[SUPPLIED DATA Boundary: Start]
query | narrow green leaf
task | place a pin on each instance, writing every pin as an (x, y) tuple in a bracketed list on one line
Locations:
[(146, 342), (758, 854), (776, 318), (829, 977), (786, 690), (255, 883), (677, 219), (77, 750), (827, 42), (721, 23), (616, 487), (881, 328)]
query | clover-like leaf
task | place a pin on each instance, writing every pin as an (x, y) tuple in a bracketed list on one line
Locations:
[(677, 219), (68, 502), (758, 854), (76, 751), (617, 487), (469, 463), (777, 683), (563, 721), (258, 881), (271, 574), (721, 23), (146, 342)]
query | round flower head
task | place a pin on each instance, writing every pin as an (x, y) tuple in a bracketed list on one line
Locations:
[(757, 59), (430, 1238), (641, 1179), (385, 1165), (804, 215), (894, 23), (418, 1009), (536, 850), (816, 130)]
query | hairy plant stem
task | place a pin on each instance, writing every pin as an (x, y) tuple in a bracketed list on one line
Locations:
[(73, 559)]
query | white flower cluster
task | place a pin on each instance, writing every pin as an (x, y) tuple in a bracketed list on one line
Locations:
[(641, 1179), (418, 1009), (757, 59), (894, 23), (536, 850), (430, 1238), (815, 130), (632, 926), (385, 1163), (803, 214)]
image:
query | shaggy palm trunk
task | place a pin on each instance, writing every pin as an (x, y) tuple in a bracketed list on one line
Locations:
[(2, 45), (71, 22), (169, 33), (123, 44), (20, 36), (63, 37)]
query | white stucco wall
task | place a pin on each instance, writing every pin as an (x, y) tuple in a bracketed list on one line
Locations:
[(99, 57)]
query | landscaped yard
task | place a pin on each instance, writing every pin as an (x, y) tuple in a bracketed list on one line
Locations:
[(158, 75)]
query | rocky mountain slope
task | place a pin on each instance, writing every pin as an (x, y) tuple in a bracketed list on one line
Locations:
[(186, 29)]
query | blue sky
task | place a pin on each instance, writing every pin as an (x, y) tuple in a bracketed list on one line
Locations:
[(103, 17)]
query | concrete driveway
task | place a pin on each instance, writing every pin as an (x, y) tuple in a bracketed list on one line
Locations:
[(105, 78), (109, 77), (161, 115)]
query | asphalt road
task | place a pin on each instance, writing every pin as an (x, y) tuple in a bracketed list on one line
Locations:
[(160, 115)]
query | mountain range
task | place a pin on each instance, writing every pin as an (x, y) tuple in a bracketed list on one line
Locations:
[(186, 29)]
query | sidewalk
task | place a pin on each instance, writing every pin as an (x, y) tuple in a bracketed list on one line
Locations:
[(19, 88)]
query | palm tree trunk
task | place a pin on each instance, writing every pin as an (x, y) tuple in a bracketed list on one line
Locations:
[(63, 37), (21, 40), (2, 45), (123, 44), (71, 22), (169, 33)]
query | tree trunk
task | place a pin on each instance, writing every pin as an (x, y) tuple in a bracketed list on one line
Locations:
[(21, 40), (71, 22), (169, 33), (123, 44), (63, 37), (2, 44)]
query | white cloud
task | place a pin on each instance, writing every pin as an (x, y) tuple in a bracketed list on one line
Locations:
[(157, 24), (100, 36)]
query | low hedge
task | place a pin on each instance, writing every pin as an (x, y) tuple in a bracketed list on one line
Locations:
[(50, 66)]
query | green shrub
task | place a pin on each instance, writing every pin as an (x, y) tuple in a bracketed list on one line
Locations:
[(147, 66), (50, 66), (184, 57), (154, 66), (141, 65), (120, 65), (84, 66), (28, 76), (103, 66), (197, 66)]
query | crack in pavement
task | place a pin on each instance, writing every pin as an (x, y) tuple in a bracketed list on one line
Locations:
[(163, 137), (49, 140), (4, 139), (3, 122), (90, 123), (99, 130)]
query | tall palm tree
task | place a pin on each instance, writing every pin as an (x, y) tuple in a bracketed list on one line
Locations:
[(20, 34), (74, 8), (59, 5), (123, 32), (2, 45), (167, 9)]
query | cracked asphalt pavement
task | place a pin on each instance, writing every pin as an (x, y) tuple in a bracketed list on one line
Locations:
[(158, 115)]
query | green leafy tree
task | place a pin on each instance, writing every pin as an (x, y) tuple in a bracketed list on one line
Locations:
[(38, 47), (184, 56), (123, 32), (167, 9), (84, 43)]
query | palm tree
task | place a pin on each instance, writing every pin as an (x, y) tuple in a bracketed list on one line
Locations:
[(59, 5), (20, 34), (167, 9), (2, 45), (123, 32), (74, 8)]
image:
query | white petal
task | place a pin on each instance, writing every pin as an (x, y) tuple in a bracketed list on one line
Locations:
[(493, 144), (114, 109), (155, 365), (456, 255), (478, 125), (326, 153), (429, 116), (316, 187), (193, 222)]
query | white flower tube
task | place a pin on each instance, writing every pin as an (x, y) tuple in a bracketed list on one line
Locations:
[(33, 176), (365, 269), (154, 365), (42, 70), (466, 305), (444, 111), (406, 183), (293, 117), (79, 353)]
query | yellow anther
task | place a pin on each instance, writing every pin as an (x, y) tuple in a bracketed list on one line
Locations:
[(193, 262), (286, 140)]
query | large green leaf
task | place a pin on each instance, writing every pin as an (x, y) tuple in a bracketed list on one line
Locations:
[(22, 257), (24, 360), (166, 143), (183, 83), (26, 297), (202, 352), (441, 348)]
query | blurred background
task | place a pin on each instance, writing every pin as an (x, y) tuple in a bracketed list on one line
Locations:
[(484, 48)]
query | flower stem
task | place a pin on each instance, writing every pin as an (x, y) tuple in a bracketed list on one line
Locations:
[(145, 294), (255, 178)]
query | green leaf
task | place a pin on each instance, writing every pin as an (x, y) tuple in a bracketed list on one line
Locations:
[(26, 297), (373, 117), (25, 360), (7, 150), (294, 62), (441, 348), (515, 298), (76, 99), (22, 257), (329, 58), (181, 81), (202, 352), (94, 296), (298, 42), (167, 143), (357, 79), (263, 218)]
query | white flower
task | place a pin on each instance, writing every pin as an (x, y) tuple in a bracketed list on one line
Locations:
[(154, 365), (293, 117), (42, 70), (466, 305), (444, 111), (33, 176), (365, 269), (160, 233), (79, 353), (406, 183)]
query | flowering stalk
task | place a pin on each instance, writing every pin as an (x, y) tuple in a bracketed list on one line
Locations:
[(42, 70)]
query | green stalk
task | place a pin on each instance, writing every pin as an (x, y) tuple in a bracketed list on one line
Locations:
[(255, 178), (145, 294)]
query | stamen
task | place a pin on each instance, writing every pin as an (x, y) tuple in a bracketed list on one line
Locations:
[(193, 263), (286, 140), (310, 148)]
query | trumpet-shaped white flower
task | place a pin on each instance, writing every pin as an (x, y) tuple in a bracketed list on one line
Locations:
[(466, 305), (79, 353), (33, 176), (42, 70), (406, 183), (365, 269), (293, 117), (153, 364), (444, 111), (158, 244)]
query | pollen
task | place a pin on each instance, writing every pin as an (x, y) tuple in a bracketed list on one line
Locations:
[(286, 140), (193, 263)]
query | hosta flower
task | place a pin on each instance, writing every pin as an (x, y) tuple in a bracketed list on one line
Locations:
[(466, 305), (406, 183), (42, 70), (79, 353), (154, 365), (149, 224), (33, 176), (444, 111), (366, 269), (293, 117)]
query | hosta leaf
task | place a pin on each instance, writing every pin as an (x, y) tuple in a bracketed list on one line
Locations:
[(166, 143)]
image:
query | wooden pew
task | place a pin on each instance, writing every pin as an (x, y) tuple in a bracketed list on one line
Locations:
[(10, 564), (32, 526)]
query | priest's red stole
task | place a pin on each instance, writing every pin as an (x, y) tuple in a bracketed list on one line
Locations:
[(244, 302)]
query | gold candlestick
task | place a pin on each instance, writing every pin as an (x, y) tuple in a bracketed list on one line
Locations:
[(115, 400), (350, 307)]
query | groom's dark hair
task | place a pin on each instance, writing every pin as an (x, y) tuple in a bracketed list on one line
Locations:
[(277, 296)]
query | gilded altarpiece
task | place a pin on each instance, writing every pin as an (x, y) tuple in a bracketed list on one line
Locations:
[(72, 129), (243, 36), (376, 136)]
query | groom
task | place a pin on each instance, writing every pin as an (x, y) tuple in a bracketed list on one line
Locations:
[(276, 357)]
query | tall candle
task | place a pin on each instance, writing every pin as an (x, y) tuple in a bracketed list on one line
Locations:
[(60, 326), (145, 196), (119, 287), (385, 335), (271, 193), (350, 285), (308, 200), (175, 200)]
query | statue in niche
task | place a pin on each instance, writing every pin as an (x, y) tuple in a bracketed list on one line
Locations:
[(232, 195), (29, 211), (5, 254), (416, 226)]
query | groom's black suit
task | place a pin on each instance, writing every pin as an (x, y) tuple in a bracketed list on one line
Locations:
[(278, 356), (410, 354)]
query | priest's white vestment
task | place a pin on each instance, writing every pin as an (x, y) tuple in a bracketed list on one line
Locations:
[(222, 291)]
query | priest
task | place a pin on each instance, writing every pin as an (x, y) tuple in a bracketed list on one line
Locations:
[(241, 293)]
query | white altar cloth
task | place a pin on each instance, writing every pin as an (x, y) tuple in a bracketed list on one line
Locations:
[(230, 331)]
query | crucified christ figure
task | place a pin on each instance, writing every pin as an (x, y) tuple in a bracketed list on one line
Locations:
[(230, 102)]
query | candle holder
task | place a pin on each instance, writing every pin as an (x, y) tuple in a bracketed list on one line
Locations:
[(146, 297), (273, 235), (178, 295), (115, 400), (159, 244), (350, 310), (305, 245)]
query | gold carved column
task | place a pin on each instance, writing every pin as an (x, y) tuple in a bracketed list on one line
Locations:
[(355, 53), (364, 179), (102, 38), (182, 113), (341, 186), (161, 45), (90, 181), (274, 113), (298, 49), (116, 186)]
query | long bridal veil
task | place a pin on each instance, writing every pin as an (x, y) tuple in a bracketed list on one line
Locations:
[SUPPLIED DATA Boundary: End]
• [EXERCISE REQUIREMENTS]: Above are the lines; repeat exactly the ones from the line containing "query | trumpet-shaped white flower" down to the line containing "query | gold candlestick", both inclusive.

• [ANSWER TO THE EXERCISE]:
query | trumpet-shaped white flower
task | place a pin on each instance, writing every pin as an (x, y) tuple in a bracketed list on one line
Locations:
[(466, 305), (79, 353), (33, 176), (42, 70), (406, 183), (365, 269), (293, 117), (153, 364), (444, 111), (158, 244)]
query | pollen
task | place a pin on each instance, writing every pin as an (x, y) tuple in a bracketed list on one line
Locations:
[(286, 140), (193, 263)]
query | hosta flower
task | place a pin on each instance, writing every pin as an (x, y) tuple in a bracketed list on one line
Locations:
[(466, 305), (406, 183), (42, 70), (79, 353), (154, 365), (149, 224), (33, 176), (444, 111), (366, 269), (293, 117)]
query | hosta leaf
task | place a pin on each instance, writing every pin as an (x, y) tuple in a bracketed list on one line
Locations:
[(166, 143)]
image:
query | wooden pew
task | place a pin on each instance, writing every pin as an (x, y) tuple in a bracketed list on one line
Locations:
[(10, 564), (32, 526)]
query | priest's red stole
task | place a pin on each instance, writing every pin as an (x, y) tuple in a bracketed list on one line
Locations:
[(244, 302)]
query | gold candlestick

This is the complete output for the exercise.